_Given task_
Return every row below unchanged, character for character.

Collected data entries
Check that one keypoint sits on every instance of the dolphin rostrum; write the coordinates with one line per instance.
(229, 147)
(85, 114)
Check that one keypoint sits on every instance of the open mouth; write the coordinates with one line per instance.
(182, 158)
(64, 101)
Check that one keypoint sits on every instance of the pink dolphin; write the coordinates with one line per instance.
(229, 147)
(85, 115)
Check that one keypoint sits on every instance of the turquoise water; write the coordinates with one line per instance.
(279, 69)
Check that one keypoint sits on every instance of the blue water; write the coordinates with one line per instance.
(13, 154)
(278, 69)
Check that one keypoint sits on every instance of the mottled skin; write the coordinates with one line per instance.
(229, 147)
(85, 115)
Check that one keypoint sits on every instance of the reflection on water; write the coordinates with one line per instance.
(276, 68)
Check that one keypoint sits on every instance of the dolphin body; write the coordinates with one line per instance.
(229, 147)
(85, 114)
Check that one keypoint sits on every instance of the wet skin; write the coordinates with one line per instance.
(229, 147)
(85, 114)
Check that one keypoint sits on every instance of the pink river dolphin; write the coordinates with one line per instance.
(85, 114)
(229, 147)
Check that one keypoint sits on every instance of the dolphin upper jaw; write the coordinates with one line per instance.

_Task output_
Check that one keypoint sits on every instance of the dolphin rostrum; write the coordinates with one line per instance.
(229, 147)
(85, 114)
Check that one keypoint sits on every instance of the open mouth; write the coordinates with one line per instance.
(182, 158)
(64, 101)
Check that one keypoint sits on every instance of the pink dolphin; write the coordinates with one line per instance.
(229, 147)
(85, 115)
Check that one keypoint sits on every instance of the turquoise water; write the coordinates with one line per instance.
(279, 69)
Check that one keypoint sits on every instance of the blue water; write the coordinates with one line per instance.
(13, 154)
(278, 69)
Check that one keypoint sits on every instance of the mottled skin; write the coordinates with one line per instance.
(229, 147)
(85, 115)
Check that one keypoint sits on every instance of the reflection on water; write the coordinates with one line per instance.
(276, 68)
Check that one keypoint sits on every instance of the dolphin body; write the coordinates with one line per instance.
(229, 147)
(85, 114)
Check that one keypoint sits on every instance of the wet skin; write the coordinates with one line per instance.
(229, 147)
(85, 114)
Check that one keypoint sits on every instance of the pink river dolphin; write the coordinates with one line per instance.
(85, 114)
(229, 147)
Check that one keypoint sits on every instance of the dolphin upper jaw; write the coordinates with one line per instance.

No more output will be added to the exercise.